WHAT THIS TASK INVOLVES
Output exactly the lines from the one with "of the shrub" through the last line of the data below, both included, and nothing more.

DATA
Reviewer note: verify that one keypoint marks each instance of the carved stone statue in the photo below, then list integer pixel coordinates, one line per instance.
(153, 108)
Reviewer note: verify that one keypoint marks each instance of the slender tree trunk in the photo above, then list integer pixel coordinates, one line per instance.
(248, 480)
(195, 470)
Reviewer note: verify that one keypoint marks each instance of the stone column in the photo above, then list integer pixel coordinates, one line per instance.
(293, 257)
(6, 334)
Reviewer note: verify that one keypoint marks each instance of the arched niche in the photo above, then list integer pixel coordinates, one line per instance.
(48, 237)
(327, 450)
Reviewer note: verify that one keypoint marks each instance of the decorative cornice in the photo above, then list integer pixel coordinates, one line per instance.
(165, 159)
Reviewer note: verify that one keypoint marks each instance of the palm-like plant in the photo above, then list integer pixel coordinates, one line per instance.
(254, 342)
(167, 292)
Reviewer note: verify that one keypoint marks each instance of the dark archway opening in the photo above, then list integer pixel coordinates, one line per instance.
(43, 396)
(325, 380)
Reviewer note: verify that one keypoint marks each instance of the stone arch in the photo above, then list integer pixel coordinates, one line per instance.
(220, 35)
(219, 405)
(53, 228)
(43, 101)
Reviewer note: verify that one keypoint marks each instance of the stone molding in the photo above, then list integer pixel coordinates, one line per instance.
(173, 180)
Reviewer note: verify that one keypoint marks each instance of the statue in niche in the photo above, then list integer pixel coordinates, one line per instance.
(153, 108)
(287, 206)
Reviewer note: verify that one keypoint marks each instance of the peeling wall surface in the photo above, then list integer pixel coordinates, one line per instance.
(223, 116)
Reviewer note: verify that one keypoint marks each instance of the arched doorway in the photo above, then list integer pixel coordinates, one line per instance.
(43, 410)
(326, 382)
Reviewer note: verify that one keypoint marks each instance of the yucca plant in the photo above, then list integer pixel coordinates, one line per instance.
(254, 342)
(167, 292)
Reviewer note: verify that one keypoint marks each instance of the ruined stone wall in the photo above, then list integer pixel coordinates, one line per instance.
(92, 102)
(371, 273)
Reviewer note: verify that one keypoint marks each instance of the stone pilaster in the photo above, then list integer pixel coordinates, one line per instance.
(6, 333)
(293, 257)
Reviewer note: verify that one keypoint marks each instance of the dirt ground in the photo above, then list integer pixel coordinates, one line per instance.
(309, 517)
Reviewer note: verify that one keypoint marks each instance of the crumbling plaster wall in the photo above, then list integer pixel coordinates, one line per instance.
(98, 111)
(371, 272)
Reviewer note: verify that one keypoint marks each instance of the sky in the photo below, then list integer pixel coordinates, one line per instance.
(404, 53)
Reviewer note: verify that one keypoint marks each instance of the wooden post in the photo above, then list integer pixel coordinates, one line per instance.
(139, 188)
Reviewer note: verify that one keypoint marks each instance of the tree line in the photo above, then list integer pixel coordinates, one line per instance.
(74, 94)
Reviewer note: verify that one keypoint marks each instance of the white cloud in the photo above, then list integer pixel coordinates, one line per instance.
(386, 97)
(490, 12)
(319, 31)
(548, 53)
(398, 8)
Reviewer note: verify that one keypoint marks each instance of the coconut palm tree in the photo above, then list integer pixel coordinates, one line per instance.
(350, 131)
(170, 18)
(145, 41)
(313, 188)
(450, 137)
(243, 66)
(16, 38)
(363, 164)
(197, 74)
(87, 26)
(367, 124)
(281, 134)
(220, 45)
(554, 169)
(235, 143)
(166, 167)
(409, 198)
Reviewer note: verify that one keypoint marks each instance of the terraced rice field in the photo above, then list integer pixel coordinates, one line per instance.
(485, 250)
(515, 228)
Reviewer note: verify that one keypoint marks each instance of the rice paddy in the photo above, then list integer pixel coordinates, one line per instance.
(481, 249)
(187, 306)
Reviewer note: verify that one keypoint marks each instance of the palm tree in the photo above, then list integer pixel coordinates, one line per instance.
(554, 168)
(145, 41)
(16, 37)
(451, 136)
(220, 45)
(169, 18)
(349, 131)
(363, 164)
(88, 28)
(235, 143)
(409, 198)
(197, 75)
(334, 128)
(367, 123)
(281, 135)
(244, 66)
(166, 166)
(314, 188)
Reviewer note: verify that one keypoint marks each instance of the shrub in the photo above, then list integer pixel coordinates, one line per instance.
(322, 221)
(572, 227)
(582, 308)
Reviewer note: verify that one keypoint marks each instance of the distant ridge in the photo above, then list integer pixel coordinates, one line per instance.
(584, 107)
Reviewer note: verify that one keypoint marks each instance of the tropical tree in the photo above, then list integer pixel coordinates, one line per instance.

EXERCISE SOLUTION
Reviewer note: verify that one keypoint marks each instance of the shrub in the photo above, then list integer pixel coordinates, one line per instance.
(322, 221)
(572, 227)
(582, 308)
Reviewer note: verify that one keypoint marks each instance of the distant ridge in the photo above, then list integer pixel coordinates, one line per instance.
(584, 107)
Reviewer note: verify that one keypoint marks each instance of the tropical tree in the photo above, then list integer pixel coordinates, one line per instance.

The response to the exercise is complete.